- **KUTIPAN UNTUK DIBACA**:
■ ■ ■ ■ ■ ■ ■

Ancaman terakhir, gejolak di pasar keuangan internasional semakin memperburuk situasi.
Volatilitas nilai tukar dan imbal hasil surat utang negara yang tinggi, asset repricing, serta arus modal internasional yang tidak menentu, bisa membuat pasar keuangan semakin rentan.
Berdasarkan pemaparan di atas, Menkeu Sri Mulyani menekankan pentingnya kebijakan yang fokus pada daya beli masyarakat dan penciptaan lapangan kerja sebagai upaya meredam dampak dari risiko-risiko ini.
"Oleh karena itu, kebijakan seperti daya beli dan penciptaan lapangan kerja menjadi sangat penting, termasuk dalam hal itu kebijakan di bidang kesehatan dan pendidikan," tegasnya.
Jokowi Minta Prabowo Fokus pada Tujuh Hal
Sementara itu, Presiden Joko Widodo (Jokowi) memaparkan strategi tujuh strategi utama yang akan dilanjutkan oleh Presiden Terpilih Prabowo Subianto dalam menjaga stabilitas ekonomi Indonesia.
Strategi ini dimulai dengan fokus pada pengembangan sumber daya manusia (SDM) yang unggul, produktif, dan inovatif.
Kata Jokowi, pemerintah akan meningkatkan kualitas pendidikan, menyediakan program makan bergizi gratis, serta melakukan renovasi sekolah untuk memastikan fasilitas pendidikan yang memadai.

■ ■ ■ ■ ■ ■ ■

- **DAFTAR YANG DIBERIKAN**:
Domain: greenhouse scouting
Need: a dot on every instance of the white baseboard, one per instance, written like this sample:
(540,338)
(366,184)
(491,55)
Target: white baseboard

■ ■ ■ ■ ■ ■ ■

- **YANG PERLU DIKERJAKAN**:
[1] Tentukan apakah setiap pernyataan berikut sesuai dengan kutipan tentang ekonomi Indonesia: (a) Sri Mulyani menekankan kebijakan yang berfokus pada daya beli masyarakat dan penciptaan lapangan kerja; (b) Jokowi memaparkan lima strategi utama untuk Prabowo; (c) program makan bergizi gratis disebut dalam kutipan itu. Jawab ya atau tidak, lalu sertakan kata-kata penentunya dari kutipan.
[2] Tolong sajikan semua baris pada daftar di atas sebagai list JSON berisi string, satu string untuk tiap baris, tanpa baris kosong.

- **JAWABAN TIAP TUGAS**:
[1]
(a) Ya: "Menkeu Sri Mulyani menekankan pentingnya kebijakan yang fokus pada daya beli masyarakat dan penciptaan lapangan kerja"
(b) Tidak: "memaparkan strategi tujuh strategi utama"
(c) Ya: "menyediakan program makan bergizi gratis"

[2]
[
  "Domain: greenhouse scouting",
  "Need: a dot on every instance of the white baseboard, one per instance, written like this sample:",
  "(540,338)",
  "(366,184)",
  "(491,55)",
  "Target: white baseboard"
]